Task data>

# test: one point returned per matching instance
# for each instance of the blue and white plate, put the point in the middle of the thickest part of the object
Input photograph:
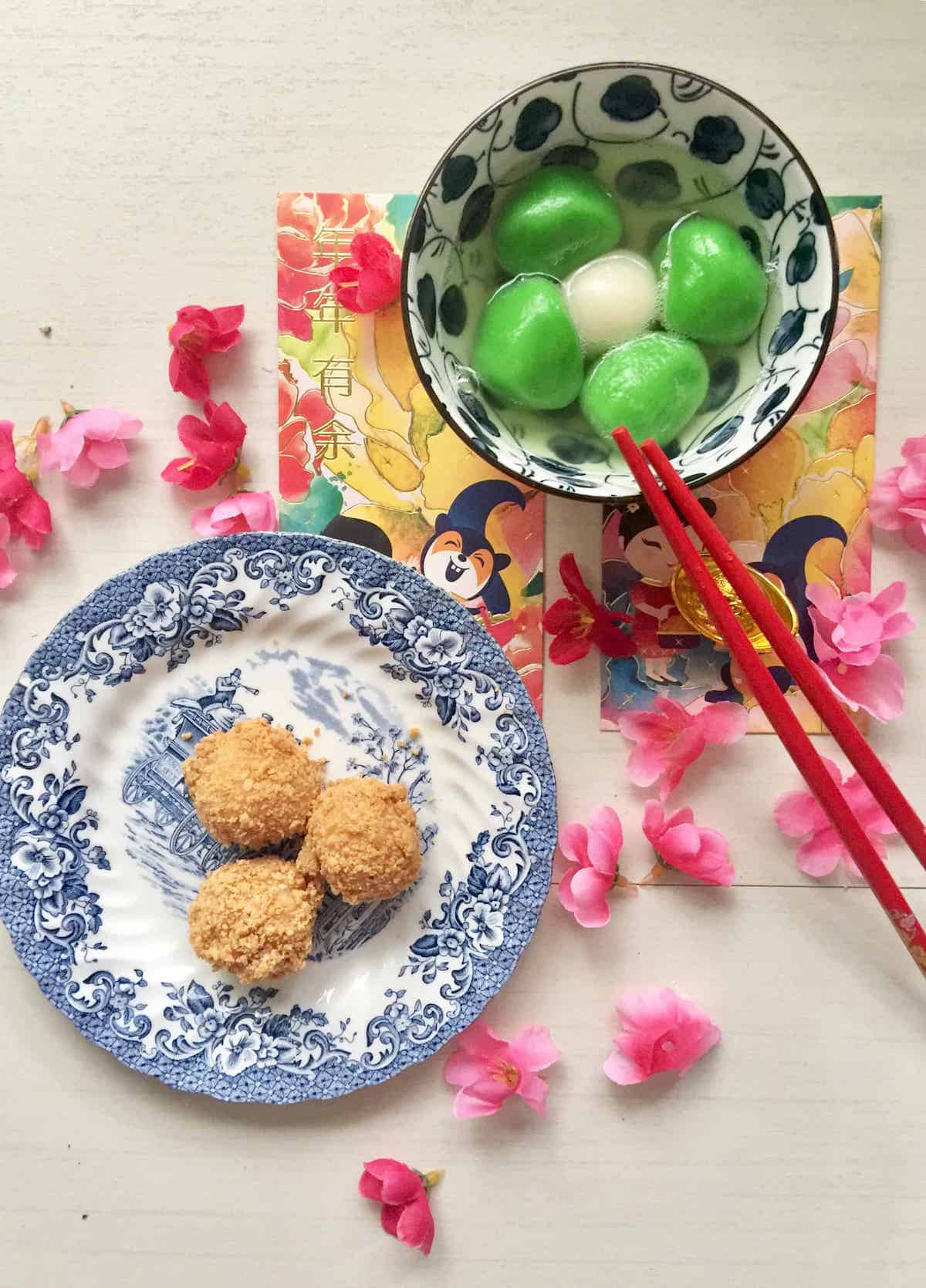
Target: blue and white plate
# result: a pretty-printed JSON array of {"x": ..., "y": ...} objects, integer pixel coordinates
[{"x": 101, "y": 851}]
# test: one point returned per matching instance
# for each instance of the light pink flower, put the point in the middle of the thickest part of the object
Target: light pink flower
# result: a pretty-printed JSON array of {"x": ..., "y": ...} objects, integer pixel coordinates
[
  {"x": 848, "y": 638},
  {"x": 245, "y": 511},
  {"x": 86, "y": 443},
  {"x": 669, "y": 738},
  {"x": 701, "y": 851},
  {"x": 7, "y": 569},
  {"x": 593, "y": 853},
  {"x": 406, "y": 1211},
  {"x": 661, "y": 1030},
  {"x": 898, "y": 500},
  {"x": 488, "y": 1071},
  {"x": 801, "y": 814}
]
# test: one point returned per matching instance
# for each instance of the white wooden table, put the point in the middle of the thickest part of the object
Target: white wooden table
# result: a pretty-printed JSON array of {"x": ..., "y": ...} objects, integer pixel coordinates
[{"x": 140, "y": 148}]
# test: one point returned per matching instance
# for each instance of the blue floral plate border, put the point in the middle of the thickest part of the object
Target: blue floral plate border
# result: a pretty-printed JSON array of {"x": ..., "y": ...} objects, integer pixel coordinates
[{"x": 101, "y": 642}]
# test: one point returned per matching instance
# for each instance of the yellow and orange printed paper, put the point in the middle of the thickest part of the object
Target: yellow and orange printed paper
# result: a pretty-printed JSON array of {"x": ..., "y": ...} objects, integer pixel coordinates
[
  {"x": 797, "y": 511},
  {"x": 363, "y": 453}
]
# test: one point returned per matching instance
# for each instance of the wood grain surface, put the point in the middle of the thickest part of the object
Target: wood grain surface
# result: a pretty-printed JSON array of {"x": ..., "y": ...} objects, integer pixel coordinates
[{"x": 140, "y": 150}]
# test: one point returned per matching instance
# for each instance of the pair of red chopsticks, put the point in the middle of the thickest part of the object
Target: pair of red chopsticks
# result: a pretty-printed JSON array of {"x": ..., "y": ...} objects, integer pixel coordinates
[{"x": 769, "y": 696}]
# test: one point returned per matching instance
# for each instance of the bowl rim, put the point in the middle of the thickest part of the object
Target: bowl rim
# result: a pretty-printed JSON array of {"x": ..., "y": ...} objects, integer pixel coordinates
[{"x": 535, "y": 84}]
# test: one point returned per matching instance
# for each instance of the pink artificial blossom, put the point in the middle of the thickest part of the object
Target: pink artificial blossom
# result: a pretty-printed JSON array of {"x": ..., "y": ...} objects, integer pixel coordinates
[
  {"x": 661, "y": 1030},
  {"x": 669, "y": 738},
  {"x": 898, "y": 500},
  {"x": 591, "y": 853},
  {"x": 213, "y": 443},
  {"x": 370, "y": 280},
  {"x": 701, "y": 851},
  {"x": 25, "y": 511},
  {"x": 801, "y": 814},
  {"x": 196, "y": 332},
  {"x": 7, "y": 569},
  {"x": 848, "y": 638},
  {"x": 406, "y": 1211},
  {"x": 86, "y": 443},
  {"x": 488, "y": 1071},
  {"x": 577, "y": 621},
  {"x": 245, "y": 511}
]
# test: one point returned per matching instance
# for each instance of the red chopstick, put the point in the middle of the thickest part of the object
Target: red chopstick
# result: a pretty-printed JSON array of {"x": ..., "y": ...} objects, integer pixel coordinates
[
  {"x": 776, "y": 706},
  {"x": 803, "y": 670}
]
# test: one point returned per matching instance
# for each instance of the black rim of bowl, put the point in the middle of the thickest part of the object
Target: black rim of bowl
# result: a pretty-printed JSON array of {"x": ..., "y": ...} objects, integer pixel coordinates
[{"x": 535, "y": 84}]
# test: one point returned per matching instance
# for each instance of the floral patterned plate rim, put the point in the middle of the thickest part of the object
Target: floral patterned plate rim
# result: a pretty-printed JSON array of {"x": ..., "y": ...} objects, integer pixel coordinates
[{"x": 101, "y": 851}]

What needs to be done> Please rewrite all the records above, swapping "thickest part" for "widest part" and keeping everything else unchanged. Leave the pictures out of your answer.

Response to this task>
# test: one point returned per matching instance
# for each instance of the blue and white plate, put the point in the middle of the widest part of the object
Input photograph:
Target: blue and white plate
# result: a pretty-printed JSON array of {"x": ..., "y": ...} objects, integer pixel coordinates
[{"x": 101, "y": 851}]
# test: one point returned per matching instance
# for each instance of the light pink flower, put the point in the middle of the widest part of the object
Target: light pink flower
# result: a pretty-printed JSON array of {"x": ..., "y": ...} objects, integer pixel coordinates
[
  {"x": 848, "y": 638},
  {"x": 245, "y": 511},
  {"x": 86, "y": 443},
  {"x": 669, "y": 738},
  {"x": 701, "y": 851},
  {"x": 7, "y": 569},
  {"x": 593, "y": 853},
  {"x": 406, "y": 1211},
  {"x": 661, "y": 1030},
  {"x": 898, "y": 500},
  {"x": 488, "y": 1071},
  {"x": 801, "y": 814}
]
# test: one point returned per matching instance
# for each instance of the white wooden table, put the point in the middle of the widest part of the object
Target: white wooden table
# result: a pretty-printed JSON array of {"x": ..., "y": ...} objects, integer pixel coordinates
[{"x": 140, "y": 148}]
# test: one point returned per matching instance
# for each instance of the blue floral plate border, put the point in the middle of the widest part of the object
Target: blue floral plate border
# result: a pretty-printed JSON array of {"x": ..., "y": ...} objects, integer pixel coordinates
[{"x": 101, "y": 642}]
# test: one point returned per matching instance
# for each instance of the yellow and orange printed paper, put the point in the middle of the widest part of the object
Target: yellow and orange printed paper
# result: a pretty-printed JSON array of {"x": ..., "y": ...} objects, integer pixel coordinates
[
  {"x": 797, "y": 511},
  {"x": 363, "y": 453}
]
# test: one point returned per matching instance
# for each instance of the wood grain surface, put the point in the middle of the widest part of the object
Target: wood grain surface
# result: a pretty-printed JSON array of {"x": ..., "y": ...} objects, integer pixel coordinates
[{"x": 140, "y": 150}]
# test: one point returned per matching instance
# for each instance of the pair of red chopsticks, put the point in the middle of the widest part of the object
Target: pair of red chopsticks
# result: a pretty-printed JSON array of {"x": ..., "y": ...} objects, integer pixel coordinates
[{"x": 769, "y": 696}]
# test: one point returned per matching instance
# for each instance of the bowl rim, put the point in the middle of the widest part of the object
Target: bowl rim
# result: a pretty-printed JSON array of {"x": ..., "y": ...} objects, integer pixel coordinates
[{"x": 535, "y": 84}]
# test: one point returned per matching instance
# for each instance of the pink artificial blossom, put the point in the middle of the widest part of the object
Target: pink artificial blossom
# result: a pretty-printed JSON array of {"x": ..., "y": ...} objects, integer pixel coordinates
[
  {"x": 661, "y": 1030},
  {"x": 669, "y": 738},
  {"x": 898, "y": 500},
  {"x": 591, "y": 853},
  {"x": 213, "y": 443},
  {"x": 370, "y": 280},
  {"x": 701, "y": 851},
  {"x": 25, "y": 511},
  {"x": 801, "y": 814},
  {"x": 196, "y": 332},
  {"x": 7, "y": 569},
  {"x": 848, "y": 638},
  {"x": 406, "y": 1211},
  {"x": 86, "y": 443},
  {"x": 488, "y": 1071},
  {"x": 577, "y": 621},
  {"x": 245, "y": 511}
]
# test: one point returned per matching instance
# for each instance of the red chopstick, put the point in the middle of the widest part of the object
Target: red chopstick
# result: a pretty-printed JSON array of {"x": ..., "y": ...} objects, integer pixel coordinates
[
  {"x": 776, "y": 706},
  {"x": 803, "y": 670}
]
# test: one point returned per matching instance
# for each instance of the black rim of bowl, put the point in the middle of the widest part of the object
Target: black rim of bowl
# result: a pretty-printed JSON array of {"x": ..., "y": ...} objects, integer pixel coordinates
[{"x": 535, "y": 84}]
# test: one point returned per matching instance
# for each instance of the floral patterned plate rim, put the point in the middle of the widest part of the object
Target: floral patterned plate rim
# result: a pretty-printed JSON array of {"x": ..., "y": ...} objects, integer pixel coordinates
[{"x": 101, "y": 851}]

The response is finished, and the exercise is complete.